> [Work task 1] Rewrite the part of the article on Taiwan's president between "It should be" and "and hard tactics.", inclusive, with "Lai administration" changed to "Lai government".

> [Supplied text]

================

More than two months after President Lai Ching-te took office, the international environment has changed dramatically and Taiwan’s governance strategies are in flux. China seeks to assert its sovereignty over Taiwan and is taking steps in that direction. Meanwhile on the island, the president is seeing some improvements in his local support, but new demands have been raised over Mr. Lai’s performance in domestic affairs. A need to supplement and amend his original “Plan A” is emerging.

A poll released by Taiwan’s my-formosa.com news site on July 29 showed that 55.2 percent of Taiwan’s people expressed trust in Lai Ching-te, an increase of 1.5 percentage points from the previous month, while 32 percent expressed distrust, a decrease of 4.3 percentage points from the previous month. Regarding satisfaction with the ruling government, 52 percent said they were satisfied, an increase of 4.4 percentage points, while 30.1 percent were dissatisfied, a plunge of 4.6 percentage points from last month.

It should be noted that my-formosa.com is Taiwan’s pro-government media outlet, and results should be taken with a grain of salt. Regardless of the slight progress, the Lai administration still faces three challenges since taking office: dealing with cross-Strait relations; consolidating the democratic system (specifically, managing relations with the opposition party); and enhancing freedom of the press.

Two-in-one approach to relations with the mainland

President Lai’s approach to cross-Strait relations relies on both soft and hard tactics.

An example of the softer approach occurred on February 14, 2024, when a fishing boat from China’s Fujian province refused to be inspected by the Taiwan Marine Police in the restricted area of Taiwan’s Kinmen Islands, only 10 kilometers offshore of China. As a result, the vessel capsized, killing two people. In response to the incident, representatives from both sides of the Taiwan Strait signed four consensus agreements in Kinmen on July 30. According to the mutually agreed steps, the Taiwanese side returned the remains of the bodies, seized the fishing boat and gave the families of the deceased fishermen 1.5 million renminbi ($211,345) each in consolation.

================

> [Work task 2] Put the lines of the listing between the lines holding "</instance>" and "positive clicks: (432, 220)", inclusive, into a JSON list of strings, one string per line, with blank lines omitted.

================

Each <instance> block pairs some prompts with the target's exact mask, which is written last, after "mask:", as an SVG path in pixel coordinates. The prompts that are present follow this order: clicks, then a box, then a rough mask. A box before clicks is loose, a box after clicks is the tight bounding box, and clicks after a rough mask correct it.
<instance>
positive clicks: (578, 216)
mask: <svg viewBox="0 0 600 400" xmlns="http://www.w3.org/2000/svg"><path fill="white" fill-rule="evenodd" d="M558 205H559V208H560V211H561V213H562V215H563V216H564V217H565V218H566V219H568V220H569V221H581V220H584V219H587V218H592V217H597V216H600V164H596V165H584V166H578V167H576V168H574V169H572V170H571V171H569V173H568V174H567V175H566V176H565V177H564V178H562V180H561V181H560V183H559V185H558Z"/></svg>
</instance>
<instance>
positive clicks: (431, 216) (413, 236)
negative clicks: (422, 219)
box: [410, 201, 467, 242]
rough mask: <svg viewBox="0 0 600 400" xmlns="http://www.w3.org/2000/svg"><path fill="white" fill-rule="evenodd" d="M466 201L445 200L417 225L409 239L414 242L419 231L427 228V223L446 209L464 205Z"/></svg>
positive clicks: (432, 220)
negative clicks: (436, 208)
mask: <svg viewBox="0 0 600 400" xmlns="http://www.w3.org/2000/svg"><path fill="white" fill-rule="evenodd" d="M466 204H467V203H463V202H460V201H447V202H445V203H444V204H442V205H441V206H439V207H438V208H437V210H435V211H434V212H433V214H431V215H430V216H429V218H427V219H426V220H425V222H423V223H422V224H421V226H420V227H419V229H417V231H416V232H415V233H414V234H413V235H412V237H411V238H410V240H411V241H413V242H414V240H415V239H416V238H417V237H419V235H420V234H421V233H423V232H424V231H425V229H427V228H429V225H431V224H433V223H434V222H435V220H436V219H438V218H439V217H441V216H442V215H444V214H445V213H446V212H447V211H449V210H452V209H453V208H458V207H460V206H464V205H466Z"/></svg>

================

> [Written reply 1]
It should be noted that my-formosa.com is Taiwan’s pro-government media outlet, and results should be taken with a grain of salt. Regardless of the slight progress, the Lai government still faces three challenges since taking office: dealing with cross-Strait relations; consolidating the democratic system (specifically, managing relations with the opposition party); and enhancing freedom of the press.

Two-in-one approach to relations with the mainland

President Lai’s approach to cross-Strait relations relies on both soft and hard tactics.

> [Written reply 2]
[
  "</instance>",
  "<instance>",
  "positive clicks: (431, 216) (413, 236)",
  "negative clicks: (422, 219)",
  "box: [410, 201, 467, 242]",
  "rough mask: <svg viewBox=\"0 0 600 400\" xmlns=\"http://www.w3.org/2000/svg\"><path fill=\"white\" fill-rule=\"evenodd\" d=\"M466 201L445 200L417 225L409 239L414 242L419 231L427 228V223L446 209L464 205Z\"/></svg>",
  "positive clicks: (432, 220)"
]